▶ _練習問題_
1/ 本文に登場するタイヤサイズの表記をすべて書き出してください。
2/ データの行のうち、文字列「door」を含む行の数を数え、その数だけを答える。

▶ _本文_
::::::
進むタイヤの「2つの」大型化! 意外にも公道では見た目以外のメリットは少ない

ビジュアルは良くなってもハンドリングなどは悪化することも

 どういうわけか知らないが、昔からクルマというのはタイヤがデカイとカッコ良く見えるらしい。そんな伝統に則ってか、最近は大径タイヤが増えている。この「大径」には、2通りの意味があり、ひとつはタイヤの外径の拡大。もうひとつはホイールサイズが、18インチ、19インチ、20インチと大型化してきたこと。

 クラウンあたりの標準的なタイヤサイズ、215/60-16だとタイヤの外径は664㎜。ところが新しいレクサスのLS500hだと、245/50-19でタイヤ外径は727.6㎜もある。20インチタイヤを履く日産GT-R(R35)は、フロントが255/40-20で712.0㎜、リヤは285/35-20で707.5㎜と、いずれも外径は700㎜以上とかなり大きい。じつは、こうしたハイパフォーマンスカーだけでなく、普通車も小型車も軽自動車も、このところ車種を問わず、タイヤ外径は大型化する傾向にある。
::::::
▶ _データ一覧_
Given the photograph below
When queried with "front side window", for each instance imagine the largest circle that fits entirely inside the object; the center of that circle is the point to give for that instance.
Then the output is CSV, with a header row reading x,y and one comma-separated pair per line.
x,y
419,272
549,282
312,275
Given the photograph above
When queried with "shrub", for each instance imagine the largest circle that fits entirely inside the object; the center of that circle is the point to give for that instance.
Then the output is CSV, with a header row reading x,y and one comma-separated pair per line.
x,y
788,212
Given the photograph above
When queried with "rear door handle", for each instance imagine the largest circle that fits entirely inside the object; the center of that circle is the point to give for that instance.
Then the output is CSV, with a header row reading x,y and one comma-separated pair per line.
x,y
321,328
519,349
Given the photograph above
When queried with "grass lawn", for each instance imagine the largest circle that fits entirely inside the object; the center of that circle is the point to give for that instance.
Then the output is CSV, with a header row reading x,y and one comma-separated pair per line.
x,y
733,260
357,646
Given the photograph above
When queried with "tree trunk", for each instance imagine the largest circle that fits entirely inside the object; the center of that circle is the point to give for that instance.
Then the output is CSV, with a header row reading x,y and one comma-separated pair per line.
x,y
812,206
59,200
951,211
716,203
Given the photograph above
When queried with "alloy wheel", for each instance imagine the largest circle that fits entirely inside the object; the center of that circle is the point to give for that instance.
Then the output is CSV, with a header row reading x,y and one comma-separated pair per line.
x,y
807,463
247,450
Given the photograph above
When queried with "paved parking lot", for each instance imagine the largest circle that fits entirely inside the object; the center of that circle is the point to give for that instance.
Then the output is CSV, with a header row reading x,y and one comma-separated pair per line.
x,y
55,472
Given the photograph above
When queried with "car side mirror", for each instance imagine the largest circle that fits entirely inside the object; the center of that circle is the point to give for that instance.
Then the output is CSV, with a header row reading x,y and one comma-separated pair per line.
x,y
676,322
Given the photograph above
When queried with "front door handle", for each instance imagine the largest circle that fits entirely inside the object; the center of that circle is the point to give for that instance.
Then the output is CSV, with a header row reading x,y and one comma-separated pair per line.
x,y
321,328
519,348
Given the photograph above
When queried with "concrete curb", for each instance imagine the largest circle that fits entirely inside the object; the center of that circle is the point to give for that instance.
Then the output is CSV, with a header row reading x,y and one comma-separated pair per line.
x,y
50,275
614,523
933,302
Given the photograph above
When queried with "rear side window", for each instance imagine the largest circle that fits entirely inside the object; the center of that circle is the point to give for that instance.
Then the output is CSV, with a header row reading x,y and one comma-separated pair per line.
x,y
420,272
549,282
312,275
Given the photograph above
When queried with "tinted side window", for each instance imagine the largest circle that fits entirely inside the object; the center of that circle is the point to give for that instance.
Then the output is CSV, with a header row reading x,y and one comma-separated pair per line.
::::::
▶ _演習の解答_
1/
215/60-16
245/50-19
255/40-20
285/35-20

2/ 2